──────── Input rows ────────

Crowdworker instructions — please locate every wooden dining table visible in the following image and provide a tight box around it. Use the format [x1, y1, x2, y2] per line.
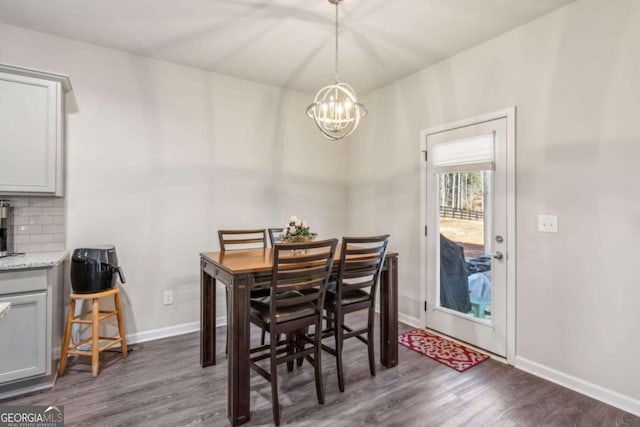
[200, 247, 398, 426]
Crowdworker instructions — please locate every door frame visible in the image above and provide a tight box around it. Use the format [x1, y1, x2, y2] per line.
[420, 106, 517, 365]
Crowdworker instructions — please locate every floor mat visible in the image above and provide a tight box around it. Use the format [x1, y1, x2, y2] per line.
[398, 329, 489, 372]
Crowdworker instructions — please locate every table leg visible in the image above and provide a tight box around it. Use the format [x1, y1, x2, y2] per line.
[380, 257, 398, 368]
[228, 274, 254, 426]
[200, 266, 216, 368]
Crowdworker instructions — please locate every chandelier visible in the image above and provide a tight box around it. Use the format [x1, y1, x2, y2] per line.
[307, 0, 367, 141]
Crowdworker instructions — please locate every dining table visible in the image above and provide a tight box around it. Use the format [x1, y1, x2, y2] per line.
[200, 246, 398, 426]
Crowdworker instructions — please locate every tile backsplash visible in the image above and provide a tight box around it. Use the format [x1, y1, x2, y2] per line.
[0, 197, 66, 252]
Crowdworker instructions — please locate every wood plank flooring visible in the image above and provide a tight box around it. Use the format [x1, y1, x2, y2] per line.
[0, 318, 640, 427]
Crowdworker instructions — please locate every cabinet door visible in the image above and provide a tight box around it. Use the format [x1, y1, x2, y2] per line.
[0, 73, 62, 193]
[0, 292, 47, 384]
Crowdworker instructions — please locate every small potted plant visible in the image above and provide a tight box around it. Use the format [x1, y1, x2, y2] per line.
[280, 215, 318, 243]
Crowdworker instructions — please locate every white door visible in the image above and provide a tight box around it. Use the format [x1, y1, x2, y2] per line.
[422, 110, 515, 360]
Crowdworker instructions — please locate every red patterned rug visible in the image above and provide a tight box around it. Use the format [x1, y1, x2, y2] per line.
[398, 329, 489, 372]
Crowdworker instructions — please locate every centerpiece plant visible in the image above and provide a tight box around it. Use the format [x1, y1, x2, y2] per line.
[280, 215, 318, 243]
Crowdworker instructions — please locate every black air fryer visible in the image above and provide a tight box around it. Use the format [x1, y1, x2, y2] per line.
[71, 245, 125, 294]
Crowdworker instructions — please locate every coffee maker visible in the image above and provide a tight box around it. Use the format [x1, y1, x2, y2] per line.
[0, 200, 13, 258]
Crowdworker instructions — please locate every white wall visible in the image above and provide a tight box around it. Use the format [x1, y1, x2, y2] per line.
[348, 0, 640, 413]
[0, 24, 347, 335]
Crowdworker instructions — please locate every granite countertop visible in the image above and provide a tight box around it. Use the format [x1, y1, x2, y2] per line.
[0, 251, 68, 271]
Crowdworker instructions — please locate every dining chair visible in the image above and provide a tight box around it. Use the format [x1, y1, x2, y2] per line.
[218, 228, 270, 354]
[269, 228, 284, 247]
[249, 239, 338, 425]
[322, 235, 390, 392]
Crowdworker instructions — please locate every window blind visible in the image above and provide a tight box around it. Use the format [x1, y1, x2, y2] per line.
[429, 132, 494, 173]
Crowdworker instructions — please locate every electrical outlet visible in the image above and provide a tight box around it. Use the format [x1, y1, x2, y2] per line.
[164, 291, 173, 305]
[538, 215, 558, 233]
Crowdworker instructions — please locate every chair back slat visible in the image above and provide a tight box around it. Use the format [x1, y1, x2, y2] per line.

────────

#### [Aim]
Write out all of the data above word for word, leaving out the pictures.

#### [Written solution]
Crowdworker instructions — please locate every wooden dining table visible in the following image and provide a tight box around it. Use the format [x1, y1, x2, y2] per line.
[200, 247, 398, 426]
Crowdworker instructions — please locate every door frame visible in the image above and provide a tight box around it. Use the format [x1, y1, x2, y2] per line.
[420, 106, 517, 365]
Crowdworker instructions — please locate every floor mat visible in the image above and provide a tight box around it. Use the format [x1, y1, x2, y2] per line.
[398, 329, 489, 372]
Crowdworker instructions — please locate every table leg visible in the image above and provide a tight box around it. Use the format [x1, y1, x2, y2] per line.
[380, 257, 398, 368]
[228, 274, 254, 426]
[200, 266, 216, 368]
Crowdworker instructions — please locate every chandelier visible in the image above and provide a tight box around it. Use the format [x1, y1, x2, y2] per line.
[307, 0, 367, 141]
Crowdworker instructions — please locate every dining table visible in the image above and provide a tight box around it. Use the format [x1, y1, x2, y2] per line.
[200, 246, 398, 426]
Crowdworker instructions — please locate every tile backsplash visible in the image above and provide a tight box around it. Use the format [x1, y1, x2, y2] per line.
[0, 197, 66, 252]
Crowdworker instructions — please locate every wood plank flooring visible in the image above and provide a tight box around it. Use the format [x1, y1, x2, y2] per line.
[0, 318, 640, 427]
Crowdworker instructions — please locate every cabinet door visible in the image above and provide a tight box around it. Use the format [x1, y1, x2, y2] per line.
[0, 73, 62, 193]
[0, 292, 47, 384]
Crowdworker instructions — please locate every small potted plant visible in the image above and provide a tight box around it. Use the format [x1, y1, x2, y2] per line.
[280, 215, 318, 243]
Crowdworker instructions — please locate every white door visible in the image above and provide a tight box around it. Use the format [x1, y1, x2, y2] per line.
[422, 110, 515, 360]
Crowdworker instructions — please locate every red patterned rug visible in the image above and provide a tight box around it. Use the format [x1, y1, x2, y2] per line.
[398, 329, 489, 372]
Crowdworker instructions — please locate every centerpiece plant visible in the image above and provide a tight box around it. Use the format [x1, y1, x2, y2] per line.
[280, 215, 318, 243]
Crowdworker instructions — please locate every black air fryer visible in the image above and provide a tight box around it. Use the format [x1, y1, x2, y2] per line.
[71, 245, 125, 294]
Crowdworker instructions — please locate every coffee maker visible in the image above and provide a tight box around it. Use the format [x1, y1, x2, y2] per line.
[0, 200, 13, 258]
Crowdworker instructions — please locate every white wall visible in the image above and provide a tight box around it. Use the format [x1, y1, x2, y2] per line.
[348, 0, 640, 413]
[0, 24, 347, 335]
Crowdworker instructions — please locate every granite countertop visible in the image above and provide a tight box around it. Use the format [x1, y1, x2, y2] per line.
[0, 251, 68, 271]
Crowdworker instructions — please locate every dining chair visible in the image above and provide a tight box around it. Use the format [x1, y1, x2, y2] per line.
[218, 228, 270, 354]
[269, 228, 284, 247]
[249, 239, 338, 425]
[322, 235, 390, 392]
Crowdworker instructions — please locate every window blind visible in the image above and provide a tight box around it. Use the format [x1, y1, x2, y2] per line.
[429, 132, 494, 173]
Crowdworker instructions — please locate every electrical outlet visible in the image above and provide a tight box around it. Use the format [x1, y1, x2, y2] per line.
[164, 291, 173, 305]
[538, 215, 558, 233]
Crowdworker instructions — please locate every chair back slat visible in the image above and provide a tight box around it. Use the format [x1, y1, x2, y2] per line.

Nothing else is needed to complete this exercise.